Excerpts of pointing data:

* begin *

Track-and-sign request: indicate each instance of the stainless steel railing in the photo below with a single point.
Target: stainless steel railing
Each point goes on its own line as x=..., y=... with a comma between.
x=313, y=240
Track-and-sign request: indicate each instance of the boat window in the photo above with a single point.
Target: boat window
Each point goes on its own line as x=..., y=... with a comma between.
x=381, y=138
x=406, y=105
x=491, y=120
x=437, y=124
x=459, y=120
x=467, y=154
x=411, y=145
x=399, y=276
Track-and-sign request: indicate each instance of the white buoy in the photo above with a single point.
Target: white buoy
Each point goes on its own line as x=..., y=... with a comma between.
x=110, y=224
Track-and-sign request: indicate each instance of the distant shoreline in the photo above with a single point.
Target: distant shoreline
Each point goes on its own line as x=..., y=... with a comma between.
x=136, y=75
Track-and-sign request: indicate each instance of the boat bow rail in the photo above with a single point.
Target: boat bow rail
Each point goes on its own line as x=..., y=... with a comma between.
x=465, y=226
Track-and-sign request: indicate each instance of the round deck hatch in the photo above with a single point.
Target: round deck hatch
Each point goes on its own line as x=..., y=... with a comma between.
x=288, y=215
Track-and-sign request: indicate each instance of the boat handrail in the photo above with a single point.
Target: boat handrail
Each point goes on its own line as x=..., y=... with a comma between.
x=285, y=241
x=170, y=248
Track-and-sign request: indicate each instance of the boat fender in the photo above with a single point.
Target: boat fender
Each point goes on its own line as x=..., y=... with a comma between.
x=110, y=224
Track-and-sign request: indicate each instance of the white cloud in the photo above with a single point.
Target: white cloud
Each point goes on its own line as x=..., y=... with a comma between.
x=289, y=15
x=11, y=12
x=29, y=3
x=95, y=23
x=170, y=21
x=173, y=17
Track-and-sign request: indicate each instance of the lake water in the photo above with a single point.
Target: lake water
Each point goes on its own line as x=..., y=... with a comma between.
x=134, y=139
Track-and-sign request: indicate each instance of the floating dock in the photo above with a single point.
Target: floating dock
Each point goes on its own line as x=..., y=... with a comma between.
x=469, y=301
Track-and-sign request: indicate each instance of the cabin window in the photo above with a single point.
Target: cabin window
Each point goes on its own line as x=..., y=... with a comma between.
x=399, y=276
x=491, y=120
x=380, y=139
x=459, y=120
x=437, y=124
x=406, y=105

* end *

OBJECTIVE: Copy out every one of the lines above word for word.

RESULT OF THIS TASK:
Track-and-sign request: indicate each instance of the stainless steel railing in the photo below with a single point.
Target: stainless steel railing
Each point goes on its own line as x=..., y=... with a comma between.
x=313, y=240
Track-and-sign request: indicate each instance of the boat window in the photo above with a single point.
Target: boat window
Each point goes on its own line as x=..., y=... with a comma between.
x=381, y=138
x=406, y=105
x=491, y=120
x=437, y=124
x=459, y=120
x=467, y=154
x=411, y=145
x=399, y=276
Track-and-sign request: indicate each instance of the white buoy in the photo above with a single point.
Target: white buoy
Each point goes on its own line as x=..., y=... with a comma between.
x=110, y=224
Track-and-sign request: indicate each instance of the distant shoreline in the photo above with a single point.
Target: distant shoreline
Each point goes on its own line as x=..., y=... with a comma between.
x=136, y=75
Track-and-sign request: indicate each instance of the boat bow rail in the photo above with a single point.
Target: boat bow rail
Each point goes on its own line as x=..., y=... with a comma between.
x=465, y=226
Track-and-sign request: indicate each instance of the round deck hatch in the photo above with a single point.
Target: round deck hatch
Each point goes on its own line as x=..., y=... with a comma between.
x=288, y=215
Track-and-sign request: indicate each instance of the boat handrail in the photo above with a single point.
Target: boat handrail
Each point goes on its own line as x=..., y=... with a comma between.
x=285, y=241
x=170, y=248
Track-and-sign request: indicate each instance of the boat fender in the photo above with a single point.
Target: boat fender
Each point goes on its own line as x=..., y=... with a comma between.
x=110, y=224
Track-and-sign request: indicate each instance of the white cloud in the photo above with a single point.
Target: white cloud
Each point goes on its own line as x=..., y=... with a comma between.
x=289, y=15
x=11, y=12
x=29, y=3
x=95, y=23
x=170, y=21
x=173, y=17
Track-and-sign request: indicate each instance of the lake water in the photo above with a single point.
Target: lake water
Each point goes on its own line as x=..., y=... with a comma between.
x=134, y=139
Track-and-sign request: indicate each instance of the floating dock in the photo above with a single point.
Target: floating dock
Each point goes on its own line as x=..., y=... with a comma between.
x=469, y=301
Track-and-sign request: indicate each instance of the cabin window in the photo above with a single point.
Target: cabin window
Each point goes on its own line as x=..., y=... with a comma between.
x=399, y=276
x=491, y=120
x=380, y=139
x=459, y=120
x=437, y=124
x=406, y=105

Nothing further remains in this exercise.